• _Exercise material_:
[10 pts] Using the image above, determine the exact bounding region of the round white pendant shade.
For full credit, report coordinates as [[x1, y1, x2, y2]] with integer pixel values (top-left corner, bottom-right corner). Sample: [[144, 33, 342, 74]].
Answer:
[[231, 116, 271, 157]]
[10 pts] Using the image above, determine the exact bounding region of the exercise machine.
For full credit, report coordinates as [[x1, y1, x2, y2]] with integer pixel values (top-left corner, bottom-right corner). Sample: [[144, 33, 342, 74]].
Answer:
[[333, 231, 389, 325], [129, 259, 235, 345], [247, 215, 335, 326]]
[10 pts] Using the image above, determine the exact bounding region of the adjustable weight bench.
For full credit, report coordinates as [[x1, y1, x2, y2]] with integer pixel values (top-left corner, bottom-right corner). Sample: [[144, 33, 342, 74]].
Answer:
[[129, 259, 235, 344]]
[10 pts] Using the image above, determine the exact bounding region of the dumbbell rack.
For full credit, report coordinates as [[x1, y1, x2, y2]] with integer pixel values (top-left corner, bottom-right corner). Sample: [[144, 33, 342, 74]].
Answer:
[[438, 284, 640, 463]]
* * *
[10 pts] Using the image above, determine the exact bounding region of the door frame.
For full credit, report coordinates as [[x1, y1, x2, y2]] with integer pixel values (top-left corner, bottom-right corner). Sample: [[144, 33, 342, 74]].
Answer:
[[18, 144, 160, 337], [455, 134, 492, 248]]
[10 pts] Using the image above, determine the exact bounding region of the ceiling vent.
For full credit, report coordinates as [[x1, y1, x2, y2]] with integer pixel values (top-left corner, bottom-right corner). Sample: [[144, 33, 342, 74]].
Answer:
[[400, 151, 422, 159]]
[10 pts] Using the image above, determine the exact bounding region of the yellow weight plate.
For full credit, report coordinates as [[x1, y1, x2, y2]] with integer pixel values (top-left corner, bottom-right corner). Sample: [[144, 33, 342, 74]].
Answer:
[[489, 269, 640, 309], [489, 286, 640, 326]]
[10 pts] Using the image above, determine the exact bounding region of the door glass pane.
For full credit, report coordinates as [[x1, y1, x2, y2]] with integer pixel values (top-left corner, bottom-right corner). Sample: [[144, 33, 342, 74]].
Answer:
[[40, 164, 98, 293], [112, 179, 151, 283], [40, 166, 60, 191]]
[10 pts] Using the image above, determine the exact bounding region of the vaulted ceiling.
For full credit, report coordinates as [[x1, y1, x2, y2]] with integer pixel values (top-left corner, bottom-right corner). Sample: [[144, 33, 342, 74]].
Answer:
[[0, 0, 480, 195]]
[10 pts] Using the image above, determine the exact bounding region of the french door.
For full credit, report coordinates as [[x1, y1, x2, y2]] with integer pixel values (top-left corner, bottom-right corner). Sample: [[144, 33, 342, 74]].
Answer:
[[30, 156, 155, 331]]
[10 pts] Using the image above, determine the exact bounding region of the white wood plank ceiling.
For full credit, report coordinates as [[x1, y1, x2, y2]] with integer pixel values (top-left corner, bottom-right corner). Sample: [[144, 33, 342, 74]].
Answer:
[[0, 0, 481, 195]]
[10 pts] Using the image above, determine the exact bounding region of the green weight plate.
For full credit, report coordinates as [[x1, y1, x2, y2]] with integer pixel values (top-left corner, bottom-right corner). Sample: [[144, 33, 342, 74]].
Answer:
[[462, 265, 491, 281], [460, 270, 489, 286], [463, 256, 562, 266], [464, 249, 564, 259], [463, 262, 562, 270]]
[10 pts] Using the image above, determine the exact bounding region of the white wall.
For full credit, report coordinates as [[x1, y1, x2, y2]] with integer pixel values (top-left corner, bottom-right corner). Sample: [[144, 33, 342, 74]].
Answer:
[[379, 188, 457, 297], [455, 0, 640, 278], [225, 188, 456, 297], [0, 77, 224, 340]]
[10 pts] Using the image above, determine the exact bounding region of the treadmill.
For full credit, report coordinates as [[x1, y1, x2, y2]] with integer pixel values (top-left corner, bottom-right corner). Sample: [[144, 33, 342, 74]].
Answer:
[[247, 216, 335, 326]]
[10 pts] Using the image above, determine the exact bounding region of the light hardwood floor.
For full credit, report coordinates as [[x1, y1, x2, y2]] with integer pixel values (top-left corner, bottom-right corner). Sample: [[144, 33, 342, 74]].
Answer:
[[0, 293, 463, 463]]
...
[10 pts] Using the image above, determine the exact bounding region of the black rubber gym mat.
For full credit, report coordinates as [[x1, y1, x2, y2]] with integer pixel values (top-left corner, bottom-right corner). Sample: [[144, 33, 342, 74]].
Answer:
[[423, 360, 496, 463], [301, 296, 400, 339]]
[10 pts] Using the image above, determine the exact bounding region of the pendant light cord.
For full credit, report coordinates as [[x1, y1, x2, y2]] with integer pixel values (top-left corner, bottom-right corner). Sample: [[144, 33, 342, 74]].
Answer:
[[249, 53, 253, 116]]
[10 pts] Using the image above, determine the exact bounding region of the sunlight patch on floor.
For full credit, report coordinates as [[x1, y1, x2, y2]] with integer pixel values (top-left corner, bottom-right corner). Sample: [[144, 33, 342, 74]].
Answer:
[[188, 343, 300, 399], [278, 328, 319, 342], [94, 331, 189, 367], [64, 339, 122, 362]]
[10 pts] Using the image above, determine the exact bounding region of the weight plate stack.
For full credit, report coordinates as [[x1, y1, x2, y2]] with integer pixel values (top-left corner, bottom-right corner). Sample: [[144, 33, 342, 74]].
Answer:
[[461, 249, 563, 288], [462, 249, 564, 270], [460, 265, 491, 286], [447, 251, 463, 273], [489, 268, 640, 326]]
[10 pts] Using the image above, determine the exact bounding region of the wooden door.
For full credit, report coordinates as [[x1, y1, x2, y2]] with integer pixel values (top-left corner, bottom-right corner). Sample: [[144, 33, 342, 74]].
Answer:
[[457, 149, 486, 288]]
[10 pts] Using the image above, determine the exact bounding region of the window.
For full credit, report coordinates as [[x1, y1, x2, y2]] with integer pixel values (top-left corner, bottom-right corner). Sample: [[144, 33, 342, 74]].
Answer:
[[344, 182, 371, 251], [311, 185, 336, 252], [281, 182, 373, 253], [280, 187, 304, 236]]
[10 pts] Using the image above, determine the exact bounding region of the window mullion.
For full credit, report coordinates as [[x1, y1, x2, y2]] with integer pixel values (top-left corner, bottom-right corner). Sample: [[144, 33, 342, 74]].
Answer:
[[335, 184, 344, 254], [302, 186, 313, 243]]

• _Task goal_:
List every line from the rows above that contains the string "floor", copying each one in full. Treat uppercase and lowercase as different.

• _Exercise answer_:
[10 pts] Using the image above, determine the exact bounding region of the light hardwood floor.
[10 pts] Using the image above, determine the exact bounding region of the sunlight patch on floor.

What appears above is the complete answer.